I wanted to know more about exactly what was in the script, and what was shot but not included in the broadcast version, and just how radical this movie could have been, so I went on a deep dive. I looked through the Suid file which includes his own interview with Meyer, along with media clippings and government documents, then I found a 3-hour rough cut of the film from the middle of the editing process, and then found a draft script for the full 3-hour version. Ultimately the film was cut down by nearly an hour so a lot was lost in this process and we won’t be able to get into all of it, but it’s a fascinating case study in cultural deradicalisation, on a massively important topic.

Thus, even if you haven’t seen The Day After and have no intention of doing so, that doesn’t matter, because you’ll be able to follow along anyway. This is more a story of how a film got made than a review of the film itself, though I will say I think even the compromised version is a powerful movie that more than achieves its aim of challenging attitudes and policies around nuclear war. It isn’t as emotionally affective as the British equivalent, Threads, which came out a year later, but once you put aside the problems of it being a made-for-TV movie from the 1980s, I think they did a very good job.

The Pentagon and The Day After

In late 1981 researchers working on The Day After – then titled Silence in Heaven – reached out to the Pentagon for help expanding the script from 3 hours to 4 hours. They also wanted stock footage of missile launches and bomb tests, and inquired about filming at Whiteman Air Force Base. An initial script review took place in December, and the response was that they could only provide courtesy support ‘due to the subject matter of the script (nuclear exchange and destruction).’ In January, Don Baruch’s office authorised the sale of some stock footage but said there was to be no further cooperation on the project.

In May 1982 the producers came back, using long time government-Hollywood liaison John Horton as a proxy. Horton worked in Baruch’s office in the 1950s and later became the go-to guy if you wanted government help making your film. Horton’s letter to the DOD included copies of the script, and said it had also been submitted to FEMA for comment and review.

#### [Data provided]
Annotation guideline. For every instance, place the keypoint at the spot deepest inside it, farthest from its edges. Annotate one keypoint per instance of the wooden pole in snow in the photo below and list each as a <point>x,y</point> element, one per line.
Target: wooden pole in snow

#### [List of tasks]
1. In the text on the making of The Day After, what title did the film carry in late 1981?
2. Resume the account of the Pentagon's dealings with The Day After, picking up after its final sentence.

#### [Exercise responses]
1. Silence in Heaven

2.
This is the version of the script that I have, and the only mention it makes of FEMA themselves is in a radio broadcast about the procedures to follow during an imminent nuclear attack. But the post-nuclear strike America does descend into ruin and chaos, and the emergency response is simply ineffective, so I’m guessing that’s why FEMA were consulted.

Baruch forwarded a copy to the Pentagon’s Office of the Director for Emergency Planning, and this is where things get interesting, because FEMA and the DOD had very different responses to the depiction of post-strike America. FEMA’s director of public affairs wrote back to say:

I do not hesitate to offer, on behalf of the Federal Emergency Management Agency, as much of an endorsement of this venture on the basis of its conceptual accuracy as would be appropriate in such circumstances. The story development certainly follows the kind of scenario that FEMA uses in its postulations of what an all-out nuclear war would be like. While there is no real evidence in the script of a very active civil defense organization, that is pretty much what the country would be faced with in these circumstances unless the proposed request in Congress now for an enhanced civil defense program is approved. Thus, the overall effect the film will produce is precisely what we are attempting to address.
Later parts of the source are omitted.